**To be done**
Your task is to print the material below exactly as presented.

Point annotation records:

-*-

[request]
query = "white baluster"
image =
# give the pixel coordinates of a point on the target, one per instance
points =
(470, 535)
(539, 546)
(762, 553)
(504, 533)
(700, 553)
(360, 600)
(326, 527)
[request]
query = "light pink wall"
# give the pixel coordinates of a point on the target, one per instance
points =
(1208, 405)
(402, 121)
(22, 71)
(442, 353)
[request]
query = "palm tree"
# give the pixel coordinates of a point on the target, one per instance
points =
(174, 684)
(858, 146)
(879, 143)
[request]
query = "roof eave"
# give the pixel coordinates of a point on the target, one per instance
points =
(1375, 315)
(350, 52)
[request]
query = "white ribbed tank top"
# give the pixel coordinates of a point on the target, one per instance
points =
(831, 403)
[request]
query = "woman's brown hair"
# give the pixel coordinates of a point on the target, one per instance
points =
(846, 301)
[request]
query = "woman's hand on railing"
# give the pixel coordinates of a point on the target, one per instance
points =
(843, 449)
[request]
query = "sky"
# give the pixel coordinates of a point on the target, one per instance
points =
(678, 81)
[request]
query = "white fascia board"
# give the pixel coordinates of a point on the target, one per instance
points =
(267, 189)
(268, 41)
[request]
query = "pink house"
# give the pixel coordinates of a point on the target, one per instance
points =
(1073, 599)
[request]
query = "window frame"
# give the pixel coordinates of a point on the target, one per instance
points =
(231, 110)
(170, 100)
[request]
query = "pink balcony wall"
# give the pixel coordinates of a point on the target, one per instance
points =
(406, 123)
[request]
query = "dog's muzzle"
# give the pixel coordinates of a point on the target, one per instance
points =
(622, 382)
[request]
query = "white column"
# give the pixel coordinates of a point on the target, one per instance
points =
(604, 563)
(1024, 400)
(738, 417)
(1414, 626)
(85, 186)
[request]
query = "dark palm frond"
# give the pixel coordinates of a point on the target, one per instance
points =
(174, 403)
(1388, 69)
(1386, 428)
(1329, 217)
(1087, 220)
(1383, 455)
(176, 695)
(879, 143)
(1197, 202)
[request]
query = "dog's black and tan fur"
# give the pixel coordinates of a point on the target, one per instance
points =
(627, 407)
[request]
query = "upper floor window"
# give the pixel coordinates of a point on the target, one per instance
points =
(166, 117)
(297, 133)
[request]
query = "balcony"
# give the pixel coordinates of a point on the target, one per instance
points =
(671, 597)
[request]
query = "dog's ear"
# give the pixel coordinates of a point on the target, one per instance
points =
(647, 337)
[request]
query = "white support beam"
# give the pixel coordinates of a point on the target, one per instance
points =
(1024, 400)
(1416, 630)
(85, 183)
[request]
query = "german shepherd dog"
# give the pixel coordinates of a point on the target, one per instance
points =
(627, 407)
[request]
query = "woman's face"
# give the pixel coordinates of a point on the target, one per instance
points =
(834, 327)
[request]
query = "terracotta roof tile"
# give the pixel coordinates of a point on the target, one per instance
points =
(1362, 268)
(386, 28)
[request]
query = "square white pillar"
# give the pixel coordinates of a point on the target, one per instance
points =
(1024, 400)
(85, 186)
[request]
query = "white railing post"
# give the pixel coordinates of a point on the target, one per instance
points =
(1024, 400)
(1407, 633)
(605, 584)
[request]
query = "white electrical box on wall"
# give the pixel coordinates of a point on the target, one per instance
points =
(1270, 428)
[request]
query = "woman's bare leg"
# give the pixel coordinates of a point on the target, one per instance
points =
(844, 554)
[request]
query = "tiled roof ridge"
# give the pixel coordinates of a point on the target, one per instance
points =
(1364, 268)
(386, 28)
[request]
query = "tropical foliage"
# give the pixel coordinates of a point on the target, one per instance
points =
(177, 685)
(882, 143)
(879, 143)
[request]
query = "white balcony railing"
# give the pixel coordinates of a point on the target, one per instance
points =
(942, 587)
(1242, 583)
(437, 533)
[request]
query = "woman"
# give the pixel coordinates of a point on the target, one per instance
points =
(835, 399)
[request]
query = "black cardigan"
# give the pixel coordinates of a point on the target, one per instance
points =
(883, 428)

-*-

**Final result**
[request]
query = "white baluster"
image =
# give the pixel coordinates of a point on the target, one per instance
points =
(470, 535)
(539, 546)
(762, 553)
(504, 533)
(700, 553)
(360, 600)
(326, 527)
[request]
query = "light pink wall"
# give the pixel coordinates of a point on the target, one per instance
points =
(1208, 405)
(402, 121)
(22, 71)
(442, 353)
[request]
query = "palm tree"
# give the pixel coordinates of a point on the target, one per instance
points =
(174, 684)
(858, 146)
(879, 143)
[request]
query = "roof eave"
# give the pixel coordinates of a point on the target, one per instance
points =
(1375, 315)
(350, 52)
[request]
query = "white ribbed tank top"
# give the pixel coordinates of a point on the target, one per instance
points =
(831, 403)
[request]
query = "woman's brown hair"
# give the pixel coordinates of a point on the target, one per instance
points =
(846, 301)
[request]
query = "woman's hand on railing"
# give the pixel coordinates of a point on the target, one per instance
points =
(843, 449)
[request]
query = "sky"
# give the pixel coordinates of a point on the target, one per instance
points =
(678, 81)
[request]
query = "white fascia board"
# give the pixel coordinates of a point on the target, one per instance
points =
(267, 189)
(268, 41)
[request]
query = "pink house"
# give the pixel coordinates of a point on the target, one per instance
points =
(1073, 599)
[request]
query = "window frame"
# give the pixel coordinates of a point on the target, one per instance
points =
(231, 110)
(170, 100)
[request]
query = "pink balcony wall"
# give the pixel coordinates of a point on the target, one per instance
points =
(406, 123)
[request]
query = "dog's muzzle"
# give the pixel coordinates of a point on the target, one per instance
points =
(622, 382)
[request]
query = "white column"
# give the pixel coordinates of a point on the target, one per instance
points =
(604, 563)
(1024, 400)
(738, 417)
(1414, 626)
(85, 186)
[request]
query = "dark palm frond"
# give the pixel coordinates of a point on the target, one per instance
points =
(174, 403)
(1388, 69)
(1386, 428)
(1329, 217)
(1087, 220)
(1383, 455)
(176, 695)
(879, 143)
(1197, 202)
[request]
query = "dog's black and tan fur"
# give the pixel coordinates of a point on the target, one per instance
points =
(627, 407)
[request]
query = "upper floor window"
# give the pixel coordinates of a point on the target, one per instance
points =
(166, 117)
(297, 133)
[request]
query = "balcony"
# give the pixel coordinates of a point on the target, one per instance
points =
(671, 597)
[request]
query = "dog's ear"
# give the pixel coordinates of a point on the target, one per instance
points =
(647, 337)
[request]
query = "white support beam"
# give the pixel coordinates of a point on the target, one per instance
points =
(1024, 400)
(1416, 630)
(85, 183)
[request]
query = "german shepherd dog"
# give the pixel coordinates of a point on the target, one per instance
points =
(627, 407)
[request]
query = "woman's face"
# give the pixel coordinates of a point on the target, one per instance
points =
(834, 327)
[request]
query = "terracotta roof tile"
# give the pixel coordinates of a point on the target, one per instance
points =
(1362, 268)
(386, 28)
[request]
query = "square white pillar"
# give the pixel coordinates of a point on the target, one per instance
points =
(1024, 400)
(85, 186)
[request]
query = "white railing post"
# give the pixel coordinates of a point on the target, one per instance
points =
(1024, 400)
(1407, 633)
(605, 584)
[request]
query = "white electrical box on wall"
# give the pixel coordinates of a point on the target, one per instance
points =
(1270, 428)
[request]
query = "woman's bare leg"
# give the pixel coordinates of a point on the target, one per instance
points =
(844, 554)
[request]
query = "tiled roof ridge"
# give the pixel coordinates of a point on the target, one per instance
points =
(1364, 268)
(386, 28)
[request]
query = "tropical foliage"
# give the pixel coordinates of a point on the target, one per instance
points =
(177, 685)
(882, 143)
(879, 143)
[request]
query = "white balcony railing"
# give the pixel coordinates of a point on the target, one per instance
points =
(942, 587)
(1242, 583)
(437, 533)
[request]
query = "woman"
# give the pixel coordinates of a point on the target, one per instance
points =
(835, 399)
[request]
query = "black cardigan"
# give the pixel coordinates of a point on the target, one per instance
points =
(883, 428)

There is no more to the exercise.